Objective =>
Reproduce every line of the listing from the line with "For each instance of the wooden" to the line with "[[23, 369]]", requests included, adding 15 to each coordinate in the answers. Leave the numbers in the requests and their sample forms unchanged.
_ _ _
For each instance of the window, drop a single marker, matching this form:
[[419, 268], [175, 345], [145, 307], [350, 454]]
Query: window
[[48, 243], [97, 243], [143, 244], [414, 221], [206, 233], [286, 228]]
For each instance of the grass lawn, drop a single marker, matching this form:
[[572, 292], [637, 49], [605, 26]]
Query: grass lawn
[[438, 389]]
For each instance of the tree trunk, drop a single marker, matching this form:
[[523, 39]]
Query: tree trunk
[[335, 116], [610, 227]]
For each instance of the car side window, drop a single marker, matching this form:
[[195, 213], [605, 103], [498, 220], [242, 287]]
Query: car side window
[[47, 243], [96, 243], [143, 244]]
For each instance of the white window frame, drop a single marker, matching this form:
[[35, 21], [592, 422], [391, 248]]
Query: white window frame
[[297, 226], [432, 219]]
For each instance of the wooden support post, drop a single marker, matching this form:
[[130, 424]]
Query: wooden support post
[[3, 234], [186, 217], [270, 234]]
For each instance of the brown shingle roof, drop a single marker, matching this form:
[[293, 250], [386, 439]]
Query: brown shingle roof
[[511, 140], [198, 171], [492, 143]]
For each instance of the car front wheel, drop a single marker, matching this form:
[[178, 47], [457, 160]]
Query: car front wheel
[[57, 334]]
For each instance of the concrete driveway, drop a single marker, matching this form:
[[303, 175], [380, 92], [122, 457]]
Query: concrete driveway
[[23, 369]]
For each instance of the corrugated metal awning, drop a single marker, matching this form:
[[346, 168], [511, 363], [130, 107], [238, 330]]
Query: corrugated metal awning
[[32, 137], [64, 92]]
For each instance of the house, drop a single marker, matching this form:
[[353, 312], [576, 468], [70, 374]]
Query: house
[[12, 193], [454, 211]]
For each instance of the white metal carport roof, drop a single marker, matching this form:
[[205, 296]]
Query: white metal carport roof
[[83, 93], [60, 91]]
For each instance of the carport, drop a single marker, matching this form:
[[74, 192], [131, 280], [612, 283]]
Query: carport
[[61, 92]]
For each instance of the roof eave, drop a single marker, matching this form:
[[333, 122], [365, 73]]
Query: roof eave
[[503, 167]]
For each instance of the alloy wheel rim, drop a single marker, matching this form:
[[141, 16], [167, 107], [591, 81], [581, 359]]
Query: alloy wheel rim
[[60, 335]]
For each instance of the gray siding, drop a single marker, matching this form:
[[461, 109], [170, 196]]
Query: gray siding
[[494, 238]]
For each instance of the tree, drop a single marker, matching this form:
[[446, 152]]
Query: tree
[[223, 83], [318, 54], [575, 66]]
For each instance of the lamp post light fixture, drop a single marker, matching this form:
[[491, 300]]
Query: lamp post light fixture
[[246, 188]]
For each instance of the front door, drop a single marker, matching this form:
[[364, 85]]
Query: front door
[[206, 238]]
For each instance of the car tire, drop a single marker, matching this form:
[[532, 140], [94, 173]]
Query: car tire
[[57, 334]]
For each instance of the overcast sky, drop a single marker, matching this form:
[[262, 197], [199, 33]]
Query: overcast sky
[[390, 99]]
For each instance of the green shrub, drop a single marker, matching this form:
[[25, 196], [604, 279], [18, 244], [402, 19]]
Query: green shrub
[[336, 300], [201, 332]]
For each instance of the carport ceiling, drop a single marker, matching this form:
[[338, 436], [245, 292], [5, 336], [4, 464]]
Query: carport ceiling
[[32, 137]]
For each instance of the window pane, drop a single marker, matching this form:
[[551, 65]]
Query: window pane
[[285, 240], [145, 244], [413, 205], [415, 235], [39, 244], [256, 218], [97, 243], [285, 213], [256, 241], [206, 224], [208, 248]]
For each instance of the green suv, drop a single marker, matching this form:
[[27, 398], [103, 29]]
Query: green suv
_ _ _
Reply =>
For each instance of the wooden support post, drop a single marker, matching this form:
[[130, 424]]
Query: wooden support post
[[18, 249], [201, 232], [285, 249]]
For each instance of the brown shingle roof, drop a single marker, matching this form:
[[293, 250], [386, 439]]
Query: brown shingle roof
[[526, 155], [213, 186], [507, 158]]
For each instance of the car front wheel, drop a single marker, matching this form:
[[178, 47], [457, 160]]
Query: car front wheel
[[72, 349]]
For each instance of the concrete driveway, drop a single marker, matching this form:
[[303, 175], [380, 92], [122, 457]]
Query: concrete driveway
[[38, 384]]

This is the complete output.